- _Task statement_
In the entries below, copy verbatim the lines from the line containing "Examine the photograph above and mark every white door" through the line containing "[300,133,362,310]", including both of those lines.

[Detection examples]
## Start

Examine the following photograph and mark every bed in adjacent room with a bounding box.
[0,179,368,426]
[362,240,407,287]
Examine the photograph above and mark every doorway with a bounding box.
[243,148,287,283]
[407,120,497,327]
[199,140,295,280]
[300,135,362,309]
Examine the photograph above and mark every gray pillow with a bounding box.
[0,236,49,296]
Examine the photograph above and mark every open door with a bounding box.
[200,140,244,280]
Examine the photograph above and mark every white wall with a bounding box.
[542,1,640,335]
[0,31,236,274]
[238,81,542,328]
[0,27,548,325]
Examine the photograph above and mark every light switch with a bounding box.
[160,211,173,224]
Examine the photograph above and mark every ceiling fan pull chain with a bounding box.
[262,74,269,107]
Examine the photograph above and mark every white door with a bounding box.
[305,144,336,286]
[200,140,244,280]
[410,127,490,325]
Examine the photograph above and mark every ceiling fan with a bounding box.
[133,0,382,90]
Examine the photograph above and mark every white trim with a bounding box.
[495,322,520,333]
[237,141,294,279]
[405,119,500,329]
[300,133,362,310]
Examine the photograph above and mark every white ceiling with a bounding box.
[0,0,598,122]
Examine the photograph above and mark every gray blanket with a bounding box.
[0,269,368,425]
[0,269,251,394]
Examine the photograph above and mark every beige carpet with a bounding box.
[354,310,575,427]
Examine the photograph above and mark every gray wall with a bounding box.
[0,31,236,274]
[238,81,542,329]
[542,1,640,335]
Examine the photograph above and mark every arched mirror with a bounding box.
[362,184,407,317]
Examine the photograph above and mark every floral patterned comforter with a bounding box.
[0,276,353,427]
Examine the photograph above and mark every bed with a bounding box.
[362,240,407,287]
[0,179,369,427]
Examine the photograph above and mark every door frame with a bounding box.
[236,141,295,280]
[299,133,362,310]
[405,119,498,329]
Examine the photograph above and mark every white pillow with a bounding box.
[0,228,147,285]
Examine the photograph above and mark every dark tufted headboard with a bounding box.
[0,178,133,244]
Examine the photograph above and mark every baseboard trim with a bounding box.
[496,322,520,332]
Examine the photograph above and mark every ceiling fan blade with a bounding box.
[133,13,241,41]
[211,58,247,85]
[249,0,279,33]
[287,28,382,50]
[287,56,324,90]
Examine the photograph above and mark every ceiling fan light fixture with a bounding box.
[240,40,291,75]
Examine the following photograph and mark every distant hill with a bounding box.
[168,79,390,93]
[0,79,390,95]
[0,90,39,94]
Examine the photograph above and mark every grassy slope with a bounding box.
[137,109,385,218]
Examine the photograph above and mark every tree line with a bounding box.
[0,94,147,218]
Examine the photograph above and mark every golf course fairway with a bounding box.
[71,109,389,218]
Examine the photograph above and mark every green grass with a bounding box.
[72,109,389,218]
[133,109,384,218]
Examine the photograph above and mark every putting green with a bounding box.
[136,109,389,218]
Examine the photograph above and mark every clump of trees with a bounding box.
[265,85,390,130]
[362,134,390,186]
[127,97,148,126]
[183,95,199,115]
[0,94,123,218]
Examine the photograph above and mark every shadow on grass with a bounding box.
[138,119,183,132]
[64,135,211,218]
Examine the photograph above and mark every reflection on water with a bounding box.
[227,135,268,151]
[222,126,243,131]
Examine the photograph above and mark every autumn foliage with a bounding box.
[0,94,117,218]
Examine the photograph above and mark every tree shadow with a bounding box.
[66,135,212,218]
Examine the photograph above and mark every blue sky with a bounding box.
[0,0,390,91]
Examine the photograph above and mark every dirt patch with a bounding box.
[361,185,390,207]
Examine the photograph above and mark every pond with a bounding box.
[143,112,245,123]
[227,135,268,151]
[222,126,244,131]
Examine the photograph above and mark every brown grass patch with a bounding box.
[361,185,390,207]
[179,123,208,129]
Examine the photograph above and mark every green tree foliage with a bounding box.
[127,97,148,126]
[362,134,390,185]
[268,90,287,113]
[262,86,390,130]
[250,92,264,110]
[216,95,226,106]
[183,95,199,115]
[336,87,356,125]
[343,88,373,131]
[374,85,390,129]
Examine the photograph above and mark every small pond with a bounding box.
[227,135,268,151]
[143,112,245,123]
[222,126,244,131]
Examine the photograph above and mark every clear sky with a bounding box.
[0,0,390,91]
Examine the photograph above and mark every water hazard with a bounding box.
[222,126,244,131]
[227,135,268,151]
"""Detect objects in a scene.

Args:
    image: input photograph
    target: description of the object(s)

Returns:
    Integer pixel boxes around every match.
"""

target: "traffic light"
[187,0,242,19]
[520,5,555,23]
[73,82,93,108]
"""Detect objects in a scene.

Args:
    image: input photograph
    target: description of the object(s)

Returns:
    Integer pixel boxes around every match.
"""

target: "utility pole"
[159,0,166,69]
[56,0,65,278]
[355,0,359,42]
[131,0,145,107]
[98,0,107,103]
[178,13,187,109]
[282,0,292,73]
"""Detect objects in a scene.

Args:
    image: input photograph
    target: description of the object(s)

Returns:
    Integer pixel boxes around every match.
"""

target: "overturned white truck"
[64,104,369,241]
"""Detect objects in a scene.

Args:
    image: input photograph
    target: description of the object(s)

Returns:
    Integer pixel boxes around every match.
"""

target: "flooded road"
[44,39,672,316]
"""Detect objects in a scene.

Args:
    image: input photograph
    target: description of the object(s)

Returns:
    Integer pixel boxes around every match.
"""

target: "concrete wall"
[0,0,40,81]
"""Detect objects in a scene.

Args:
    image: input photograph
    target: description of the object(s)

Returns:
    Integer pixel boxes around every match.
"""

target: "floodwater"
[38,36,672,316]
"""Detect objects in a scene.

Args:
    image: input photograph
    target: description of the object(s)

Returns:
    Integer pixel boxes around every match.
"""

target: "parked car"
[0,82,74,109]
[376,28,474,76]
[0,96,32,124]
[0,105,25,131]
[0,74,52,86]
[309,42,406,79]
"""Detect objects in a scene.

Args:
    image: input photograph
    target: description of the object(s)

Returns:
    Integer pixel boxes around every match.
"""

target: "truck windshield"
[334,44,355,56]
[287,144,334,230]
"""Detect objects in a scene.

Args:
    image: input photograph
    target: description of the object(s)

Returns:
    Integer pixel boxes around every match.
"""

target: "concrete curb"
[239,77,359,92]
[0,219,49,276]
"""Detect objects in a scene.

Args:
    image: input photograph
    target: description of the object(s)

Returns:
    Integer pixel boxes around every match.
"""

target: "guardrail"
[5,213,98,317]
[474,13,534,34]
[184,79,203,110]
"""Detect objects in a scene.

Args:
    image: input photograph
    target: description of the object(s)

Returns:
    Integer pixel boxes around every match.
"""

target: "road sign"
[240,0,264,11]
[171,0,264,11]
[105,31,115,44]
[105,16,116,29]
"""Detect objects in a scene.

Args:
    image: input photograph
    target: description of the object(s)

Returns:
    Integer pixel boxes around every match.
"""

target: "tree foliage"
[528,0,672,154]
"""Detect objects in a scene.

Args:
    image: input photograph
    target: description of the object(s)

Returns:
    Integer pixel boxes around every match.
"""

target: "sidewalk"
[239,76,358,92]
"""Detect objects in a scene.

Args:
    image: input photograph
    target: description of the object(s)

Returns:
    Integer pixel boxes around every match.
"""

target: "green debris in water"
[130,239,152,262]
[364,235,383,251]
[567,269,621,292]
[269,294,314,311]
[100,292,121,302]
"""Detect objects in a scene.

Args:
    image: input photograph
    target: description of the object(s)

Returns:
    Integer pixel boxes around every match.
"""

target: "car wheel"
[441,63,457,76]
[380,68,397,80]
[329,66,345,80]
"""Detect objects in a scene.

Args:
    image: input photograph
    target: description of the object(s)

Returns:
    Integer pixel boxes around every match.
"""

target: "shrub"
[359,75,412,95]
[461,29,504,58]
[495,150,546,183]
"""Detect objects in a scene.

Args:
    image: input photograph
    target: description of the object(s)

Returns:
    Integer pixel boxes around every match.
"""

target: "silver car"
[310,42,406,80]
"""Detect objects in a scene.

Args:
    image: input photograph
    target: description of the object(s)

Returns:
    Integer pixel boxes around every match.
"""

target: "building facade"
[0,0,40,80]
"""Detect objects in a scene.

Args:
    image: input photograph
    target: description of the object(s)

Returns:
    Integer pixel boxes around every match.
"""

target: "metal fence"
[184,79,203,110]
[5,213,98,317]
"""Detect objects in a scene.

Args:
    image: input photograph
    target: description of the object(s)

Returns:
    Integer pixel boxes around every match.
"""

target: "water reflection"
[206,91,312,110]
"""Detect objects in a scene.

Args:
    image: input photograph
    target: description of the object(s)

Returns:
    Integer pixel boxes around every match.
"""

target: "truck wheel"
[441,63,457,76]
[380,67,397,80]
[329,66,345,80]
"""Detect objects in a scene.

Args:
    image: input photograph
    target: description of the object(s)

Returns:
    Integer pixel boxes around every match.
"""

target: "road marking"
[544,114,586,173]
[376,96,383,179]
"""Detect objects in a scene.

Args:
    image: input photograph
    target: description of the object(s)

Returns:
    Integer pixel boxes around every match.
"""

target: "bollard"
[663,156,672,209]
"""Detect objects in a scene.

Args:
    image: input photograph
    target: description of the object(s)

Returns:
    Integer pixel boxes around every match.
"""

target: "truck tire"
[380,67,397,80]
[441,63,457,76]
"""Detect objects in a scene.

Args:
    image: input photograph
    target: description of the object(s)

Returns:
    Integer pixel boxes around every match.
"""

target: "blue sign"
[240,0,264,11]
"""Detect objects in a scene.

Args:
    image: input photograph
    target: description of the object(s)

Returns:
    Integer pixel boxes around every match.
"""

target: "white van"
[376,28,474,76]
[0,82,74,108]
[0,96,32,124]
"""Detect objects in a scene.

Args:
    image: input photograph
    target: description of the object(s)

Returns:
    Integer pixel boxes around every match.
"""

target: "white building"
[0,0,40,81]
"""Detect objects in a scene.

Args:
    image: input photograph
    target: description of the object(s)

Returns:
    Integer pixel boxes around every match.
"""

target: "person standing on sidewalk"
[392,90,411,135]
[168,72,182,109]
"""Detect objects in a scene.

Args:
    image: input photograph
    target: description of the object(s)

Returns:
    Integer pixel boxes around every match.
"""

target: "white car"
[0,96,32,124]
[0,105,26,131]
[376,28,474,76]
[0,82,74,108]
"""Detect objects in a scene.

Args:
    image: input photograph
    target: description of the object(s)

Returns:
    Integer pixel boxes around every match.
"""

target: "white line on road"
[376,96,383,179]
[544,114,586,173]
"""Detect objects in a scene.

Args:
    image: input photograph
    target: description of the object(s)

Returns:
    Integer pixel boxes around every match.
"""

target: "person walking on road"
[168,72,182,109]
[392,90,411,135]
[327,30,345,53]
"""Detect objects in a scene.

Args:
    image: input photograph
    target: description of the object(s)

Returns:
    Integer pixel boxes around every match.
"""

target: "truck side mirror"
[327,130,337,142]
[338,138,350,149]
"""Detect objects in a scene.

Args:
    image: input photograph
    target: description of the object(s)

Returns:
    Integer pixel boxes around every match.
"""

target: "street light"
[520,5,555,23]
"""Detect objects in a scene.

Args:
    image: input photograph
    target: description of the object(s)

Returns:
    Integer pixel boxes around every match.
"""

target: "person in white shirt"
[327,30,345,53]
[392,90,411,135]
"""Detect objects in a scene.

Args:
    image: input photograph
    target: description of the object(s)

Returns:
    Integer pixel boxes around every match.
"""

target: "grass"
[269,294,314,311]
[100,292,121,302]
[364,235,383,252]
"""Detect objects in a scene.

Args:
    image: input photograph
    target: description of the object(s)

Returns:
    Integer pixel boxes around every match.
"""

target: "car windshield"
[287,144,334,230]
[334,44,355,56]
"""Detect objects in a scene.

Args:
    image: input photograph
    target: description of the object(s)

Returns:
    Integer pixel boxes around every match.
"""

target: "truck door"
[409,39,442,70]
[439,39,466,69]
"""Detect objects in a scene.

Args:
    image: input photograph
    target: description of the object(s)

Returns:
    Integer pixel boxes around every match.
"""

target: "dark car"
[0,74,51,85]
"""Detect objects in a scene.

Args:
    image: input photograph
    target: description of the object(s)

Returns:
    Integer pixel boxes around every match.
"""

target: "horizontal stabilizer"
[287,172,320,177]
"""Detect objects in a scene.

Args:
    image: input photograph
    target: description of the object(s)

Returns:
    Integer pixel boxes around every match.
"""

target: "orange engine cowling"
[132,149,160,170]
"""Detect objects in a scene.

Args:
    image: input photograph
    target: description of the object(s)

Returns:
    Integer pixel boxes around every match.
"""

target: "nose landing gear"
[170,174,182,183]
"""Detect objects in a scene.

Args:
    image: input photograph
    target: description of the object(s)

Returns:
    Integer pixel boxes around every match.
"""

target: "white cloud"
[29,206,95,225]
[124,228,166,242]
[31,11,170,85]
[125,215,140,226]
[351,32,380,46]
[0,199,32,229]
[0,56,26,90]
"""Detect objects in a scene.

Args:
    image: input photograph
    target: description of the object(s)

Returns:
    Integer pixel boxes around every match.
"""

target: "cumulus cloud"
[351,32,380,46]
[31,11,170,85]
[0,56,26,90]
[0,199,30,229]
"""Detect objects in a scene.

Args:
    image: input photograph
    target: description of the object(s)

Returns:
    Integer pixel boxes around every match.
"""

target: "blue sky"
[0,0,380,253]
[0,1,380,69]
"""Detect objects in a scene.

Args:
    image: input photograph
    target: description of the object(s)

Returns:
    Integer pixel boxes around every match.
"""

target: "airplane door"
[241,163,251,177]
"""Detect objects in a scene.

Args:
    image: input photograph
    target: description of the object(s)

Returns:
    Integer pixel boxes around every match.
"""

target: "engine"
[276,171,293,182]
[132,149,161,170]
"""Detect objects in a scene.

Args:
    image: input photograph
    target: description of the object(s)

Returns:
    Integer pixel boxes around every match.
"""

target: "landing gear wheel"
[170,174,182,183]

## End

- _Result for this exercise_
Examine the photograph above and mark every white door with a bounding box.
[305,144,336,286]
[200,140,244,280]
[410,127,490,325]
Examine the photograph above and mark every ceiling fan with a bounding box.
[133,0,382,90]
Examine the photograph above and mark every white trim with a bounding box.
[495,322,520,333]
[237,141,294,279]
[405,119,500,329]
[300,133,362,310]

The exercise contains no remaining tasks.